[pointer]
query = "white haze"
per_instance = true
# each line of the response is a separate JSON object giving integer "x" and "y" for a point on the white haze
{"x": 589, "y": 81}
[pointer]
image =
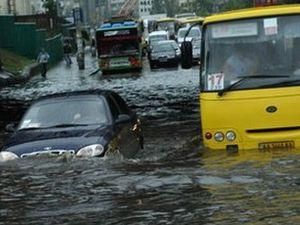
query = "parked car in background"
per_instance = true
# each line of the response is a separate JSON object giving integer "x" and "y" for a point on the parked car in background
{"x": 194, "y": 34}
{"x": 81, "y": 123}
{"x": 164, "y": 53}
{"x": 155, "y": 37}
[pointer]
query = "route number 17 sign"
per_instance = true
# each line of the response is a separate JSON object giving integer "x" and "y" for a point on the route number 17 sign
{"x": 215, "y": 81}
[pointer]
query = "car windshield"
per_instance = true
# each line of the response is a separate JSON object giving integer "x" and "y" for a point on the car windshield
{"x": 167, "y": 26}
{"x": 163, "y": 47}
{"x": 110, "y": 48}
{"x": 255, "y": 47}
{"x": 65, "y": 113}
{"x": 194, "y": 33}
{"x": 157, "y": 38}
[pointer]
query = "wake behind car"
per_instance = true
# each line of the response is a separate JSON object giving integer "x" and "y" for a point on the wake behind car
{"x": 81, "y": 123}
{"x": 165, "y": 53}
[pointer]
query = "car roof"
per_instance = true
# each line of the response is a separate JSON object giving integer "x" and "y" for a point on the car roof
{"x": 160, "y": 32}
{"x": 166, "y": 42}
{"x": 93, "y": 92}
{"x": 186, "y": 28}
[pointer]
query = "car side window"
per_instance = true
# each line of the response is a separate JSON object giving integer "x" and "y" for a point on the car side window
{"x": 113, "y": 107}
{"x": 123, "y": 108}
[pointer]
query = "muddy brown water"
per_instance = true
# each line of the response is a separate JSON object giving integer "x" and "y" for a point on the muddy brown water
{"x": 174, "y": 180}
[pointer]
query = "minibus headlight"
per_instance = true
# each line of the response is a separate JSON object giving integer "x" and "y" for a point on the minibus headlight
{"x": 230, "y": 136}
{"x": 219, "y": 136}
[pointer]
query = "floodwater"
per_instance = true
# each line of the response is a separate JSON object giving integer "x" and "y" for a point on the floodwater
{"x": 172, "y": 181}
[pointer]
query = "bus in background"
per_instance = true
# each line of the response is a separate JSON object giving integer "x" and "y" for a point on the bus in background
{"x": 250, "y": 79}
{"x": 187, "y": 22}
{"x": 119, "y": 46}
{"x": 171, "y": 25}
{"x": 264, "y": 2}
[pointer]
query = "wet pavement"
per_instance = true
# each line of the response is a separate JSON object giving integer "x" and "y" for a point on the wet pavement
{"x": 172, "y": 181}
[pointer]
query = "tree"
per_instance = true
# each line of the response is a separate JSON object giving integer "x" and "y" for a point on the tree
{"x": 158, "y": 6}
{"x": 172, "y": 7}
{"x": 51, "y": 7}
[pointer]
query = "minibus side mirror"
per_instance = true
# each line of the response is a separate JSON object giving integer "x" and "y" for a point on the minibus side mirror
{"x": 186, "y": 55}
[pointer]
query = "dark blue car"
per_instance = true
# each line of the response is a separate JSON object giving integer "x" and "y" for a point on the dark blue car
{"x": 82, "y": 123}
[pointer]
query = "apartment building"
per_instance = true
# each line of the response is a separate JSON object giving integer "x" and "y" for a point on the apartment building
{"x": 21, "y": 7}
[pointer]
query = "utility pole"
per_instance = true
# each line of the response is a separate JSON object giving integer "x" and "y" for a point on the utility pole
{"x": 11, "y": 6}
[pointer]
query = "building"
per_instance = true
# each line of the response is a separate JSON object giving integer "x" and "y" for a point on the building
{"x": 21, "y": 7}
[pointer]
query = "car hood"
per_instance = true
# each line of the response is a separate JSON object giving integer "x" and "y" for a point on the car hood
{"x": 70, "y": 139}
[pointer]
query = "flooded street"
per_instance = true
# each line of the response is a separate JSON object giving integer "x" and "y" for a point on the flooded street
{"x": 172, "y": 181}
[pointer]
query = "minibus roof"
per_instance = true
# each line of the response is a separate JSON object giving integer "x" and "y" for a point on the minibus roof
{"x": 266, "y": 11}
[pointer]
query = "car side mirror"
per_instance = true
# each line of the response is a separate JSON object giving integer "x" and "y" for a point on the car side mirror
{"x": 11, "y": 127}
{"x": 186, "y": 55}
{"x": 123, "y": 118}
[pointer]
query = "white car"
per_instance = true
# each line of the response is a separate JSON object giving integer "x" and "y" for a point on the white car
{"x": 194, "y": 34}
{"x": 157, "y": 36}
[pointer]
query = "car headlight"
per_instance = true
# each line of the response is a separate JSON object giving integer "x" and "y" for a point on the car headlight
{"x": 219, "y": 136}
{"x": 230, "y": 135}
{"x": 6, "y": 156}
{"x": 91, "y": 150}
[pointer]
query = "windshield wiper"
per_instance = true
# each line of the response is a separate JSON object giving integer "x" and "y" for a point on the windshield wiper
{"x": 67, "y": 125}
{"x": 243, "y": 78}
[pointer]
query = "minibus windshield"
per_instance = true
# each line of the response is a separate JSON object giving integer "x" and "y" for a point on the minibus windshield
{"x": 257, "y": 47}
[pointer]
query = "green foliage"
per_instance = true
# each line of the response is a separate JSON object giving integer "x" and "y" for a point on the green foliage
{"x": 158, "y": 6}
{"x": 14, "y": 62}
{"x": 51, "y": 7}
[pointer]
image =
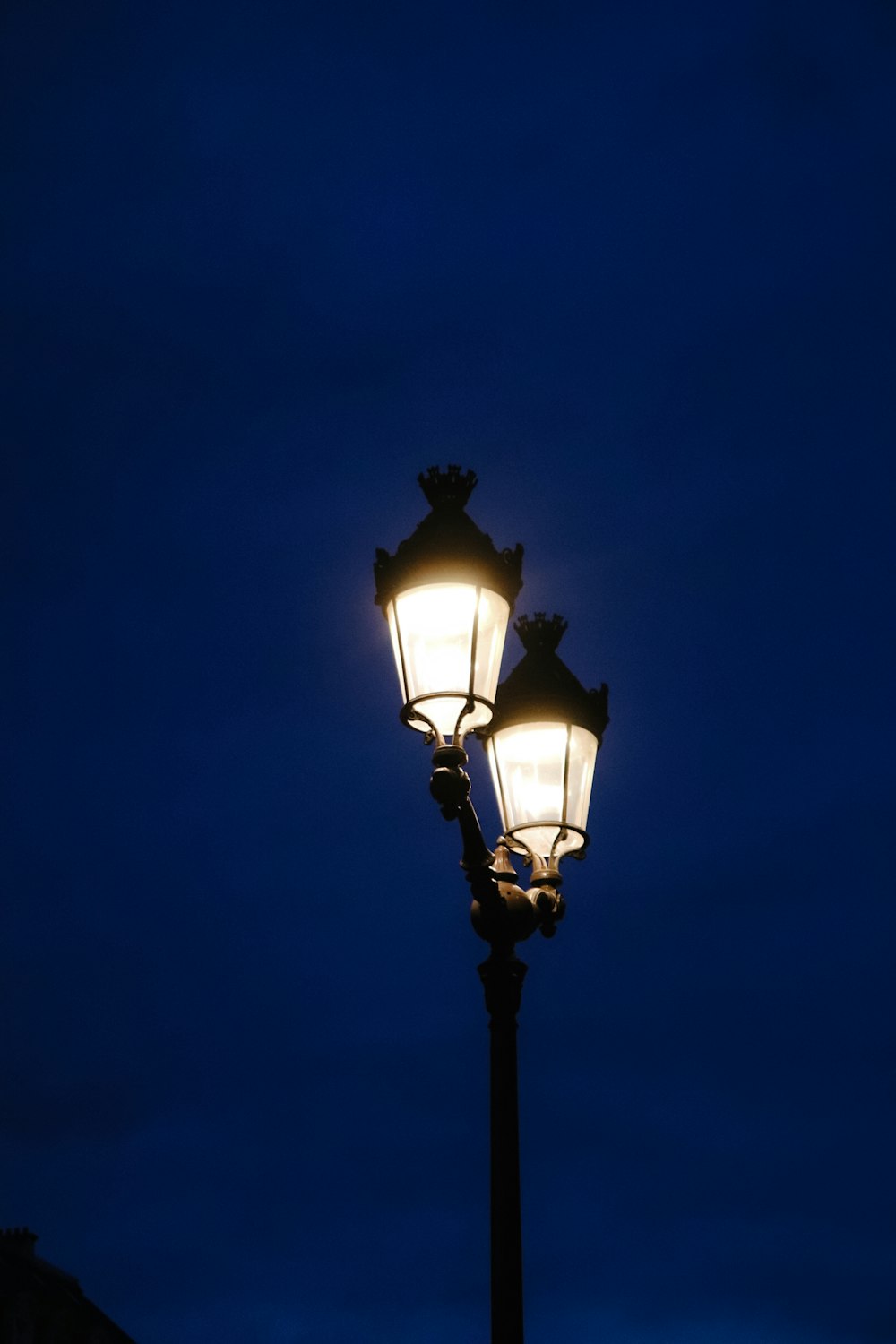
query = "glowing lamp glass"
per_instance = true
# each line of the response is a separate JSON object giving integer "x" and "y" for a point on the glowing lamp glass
{"x": 543, "y": 776}
{"x": 447, "y": 642}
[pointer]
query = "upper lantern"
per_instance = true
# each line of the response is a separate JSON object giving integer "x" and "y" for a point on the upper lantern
{"x": 541, "y": 744}
{"x": 447, "y": 594}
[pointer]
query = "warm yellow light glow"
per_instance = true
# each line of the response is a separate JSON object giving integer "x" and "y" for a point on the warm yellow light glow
{"x": 543, "y": 774}
{"x": 432, "y": 629}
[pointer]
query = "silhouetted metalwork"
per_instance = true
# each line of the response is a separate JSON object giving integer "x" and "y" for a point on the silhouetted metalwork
{"x": 449, "y": 548}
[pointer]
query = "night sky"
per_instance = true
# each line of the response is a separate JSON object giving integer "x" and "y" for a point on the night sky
{"x": 634, "y": 265}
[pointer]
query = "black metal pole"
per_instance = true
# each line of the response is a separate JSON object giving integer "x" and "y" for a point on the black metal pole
{"x": 503, "y": 976}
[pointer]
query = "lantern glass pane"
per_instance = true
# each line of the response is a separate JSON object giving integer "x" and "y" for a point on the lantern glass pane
{"x": 432, "y": 629}
{"x": 530, "y": 768}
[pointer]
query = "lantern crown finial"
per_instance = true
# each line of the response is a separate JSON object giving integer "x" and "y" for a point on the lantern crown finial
{"x": 447, "y": 546}
{"x": 538, "y": 634}
{"x": 449, "y": 488}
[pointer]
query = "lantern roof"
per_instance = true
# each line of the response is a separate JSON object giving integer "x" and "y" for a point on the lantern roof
{"x": 447, "y": 547}
{"x": 541, "y": 687}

☆ ☆ ☆ ☆

▸ GOAL OF THE EXERCISE
The whole listing is to be retyped exactly, with its pictures removed.

▸ WORKED SOLUTION
[pointer]
query = "white haze"
per_instance = true
# each line of the response is a separate JSON object giving integer "x" and "y" for a point on the white haze
{"x": 589, "y": 81}
[pointer]
image =
query = "parked car in background"
per_instance = true
# each line of the response is a separate JSON object giving integer "x" and "y" for a point on the parked car in background
{"x": 194, "y": 34}
{"x": 81, "y": 123}
{"x": 164, "y": 53}
{"x": 155, "y": 37}
[pointer]
query = "route number 17 sign"
per_instance = true
# each line of the response is a separate JSON object giving integer "x" and "y" for a point on the route number 17 sign
{"x": 215, "y": 81}
[pointer]
query = "car windshield"
per_instance = true
# each line of the response is a separate JSON object giving integer "x" and "y" for a point on the car windshield
{"x": 167, "y": 26}
{"x": 163, "y": 47}
{"x": 110, "y": 48}
{"x": 255, "y": 47}
{"x": 65, "y": 113}
{"x": 194, "y": 33}
{"x": 157, "y": 38}
[pointer]
query = "wake behind car"
per_instance = true
# each line of the response is a separate JSON object giving integer "x" and "y" for a point on the wake behind car
{"x": 81, "y": 123}
{"x": 165, "y": 53}
[pointer]
query = "car roof"
per_instance = true
# each line of the response is a separate JSON object giving integer "x" and "y" for a point on the car roof
{"x": 160, "y": 32}
{"x": 166, "y": 42}
{"x": 93, "y": 92}
{"x": 186, "y": 28}
[pointer]
query = "car side window"
per_instance = true
# each line of the response is a separate JSON object giving integer "x" and "y" for a point on the car side window
{"x": 113, "y": 107}
{"x": 123, "y": 108}
[pointer]
query = "muddy brown water"
per_instance = true
# each line of the response is a separate JSON object giving integer "x" and "y" for a point on the muddy brown water
{"x": 174, "y": 180}
[pointer]
query = "minibus headlight"
per_instance = true
# each line of the response is a separate JSON object giving integer "x" and "y" for a point on the minibus headlight
{"x": 230, "y": 136}
{"x": 219, "y": 136}
[pointer]
query = "floodwater"
per_instance = true
# each line of the response is a separate JSON object giving integer "x" and "y" for a point on the floodwater
{"x": 172, "y": 181}
[pointer]
query = "bus in background"
per_instance = true
# each line of the response is a separate JSON object giving integer "x" and "y" for a point on the bus in background
{"x": 250, "y": 79}
{"x": 187, "y": 22}
{"x": 119, "y": 46}
{"x": 171, "y": 25}
{"x": 264, "y": 2}
[pointer]
query = "wet pavement"
per_instance = true
# each line of the response is a separate JSON object giving integer "x" and "y" for a point on the wet pavement
{"x": 172, "y": 181}
[pointer]
query = "tree"
per_instance = true
# each line of the response is a separate JSON object giving integer "x" and "y" for a point on the tree
{"x": 158, "y": 6}
{"x": 172, "y": 7}
{"x": 51, "y": 7}
[pointer]
query = "minibus side mirror"
per_instance = true
# each line of the response is a separate JSON object giving integer "x" and "y" for a point on the minibus side mirror
{"x": 186, "y": 55}
[pointer]
query = "dark blue car"
per_instance = true
# each line of the response is a separate JSON object giving integer "x" and "y" for a point on the dark blue car
{"x": 82, "y": 123}
[pointer]
query = "apartment building"
per_instance = true
# each line of the response is a separate JSON object giving integer "x" and "y" for a point on the apartment building
{"x": 21, "y": 7}
[pointer]
query = "utility pole"
per_instance = true
# each line of the response is a separate JSON object giving integer "x" and "y" for a point on the utility pole
{"x": 11, "y": 6}
[pointer]
query = "building"
per_instance = true
# each line of the response is a separate JSON object giving integer "x" and "y" for a point on the building
{"x": 21, "y": 7}
[pointer]
query = "car hood"
per_instance = true
# each line of the response is a separate JSON object giving integer "x" and "y" for a point on the car hood
{"x": 70, "y": 139}
[pointer]
query = "flooded street"
per_instance = true
# each line of the response is a separate JSON object giving integer "x" and "y" for a point on the flooded street
{"x": 172, "y": 181}
[pointer]
query = "minibus roof"
per_instance = true
# each line of the response is a separate JSON object giving integer "x" and "y" for a point on the minibus roof
{"x": 266, "y": 11}
[pointer]
query = "car side mirror"
per_instance = true
# each line of the response is a separate JSON object giving integer "x" and "y" for a point on the car side mirror
{"x": 11, "y": 127}
{"x": 186, "y": 55}
{"x": 123, "y": 118}
[pointer]
query = "white car"
per_instance = true
# each line of the response is a separate JSON object giving integer "x" and "y" for a point on the white car
{"x": 194, "y": 34}
{"x": 157, "y": 36}
[pointer]
query = "car headlight"
per_instance = true
# each line of the response is a separate JSON object giving integer "x" and "y" for a point on the car headlight
{"x": 219, "y": 136}
{"x": 230, "y": 135}
{"x": 6, "y": 156}
{"x": 91, "y": 150}
[pointer]
query = "windshield wiper"
per_instance = true
# each line of the response is a separate JSON object giving integer "x" and "y" for a point on the windshield wiper
{"x": 67, "y": 125}
{"x": 243, "y": 78}
[pointer]
query = "minibus windshield"
per_instance = true
# each line of the response is a separate JSON object giving integer "x" and "y" for a point on the minibus windshield
{"x": 257, "y": 47}
[pointer]
query = "green foliage"
per_instance = true
# each line of the response is a separate JSON object giving integer "x" and "y" for a point on the green foliage
{"x": 158, "y": 6}
{"x": 14, "y": 62}
{"x": 51, "y": 7}
[pointer]
image =
query = "glowing lamp glass"
per_instance = true
# each line of the response is a separate JSON object giving integer "x" and "y" for a point on the glowing lamp glass
{"x": 543, "y": 776}
{"x": 447, "y": 642}
[pointer]
query = "upper lantern"
per_instance = true
# each line of the response is a separate JSON object giving integer "x" and "y" for a point on the upper lantern
{"x": 541, "y": 744}
{"x": 447, "y": 594}
[pointer]
query = "warm yellow light glow"
per_instance = true
# each line of the response is a separate JSON object giving integer "x" and "y" for a point on the warm yellow light glow
{"x": 543, "y": 774}
{"x": 432, "y": 629}
[pointer]
query = "silhouetted metalwork"
per_instance = true
# each line of the response is a separate JSON object giving integer "x" and "y" for a point on the silhouetted metalwork
{"x": 449, "y": 548}
[pointer]
query = "night sky"
per_instance = true
# each line of the response is a separate JSON object giving integer "x" and "y" for a point on the night sky
{"x": 634, "y": 265}
[pointer]
query = "black metal pole"
per_instance = true
# each line of the response is a separate JSON object giving integer "x" and "y" for a point on the black metal pole
{"x": 503, "y": 976}
[pointer]
query = "lantern glass pane"
per_instance = true
# each line of the response is a separate JSON object giving integer "x" and "y" for a point on the lantern glass pane
{"x": 432, "y": 629}
{"x": 530, "y": 768}
[pointer]
query = "lantern crown finial"
per_instance = true
# each line of the response is a separate JSON object giving integer "x" and "y" for a point on the lantern crown finial
{"x": 447, "y": 546}
{"x": 538, "y": 634}
{"x": 449, "y": 488}
[pointer]
query = "lantern roof"
per_instance = true
# each line of the response is a separate JSON object giving integer "x" and "y" for a point on the lantern roof
{"x": 447, "y": 547}
{"x": 541, "y": 687}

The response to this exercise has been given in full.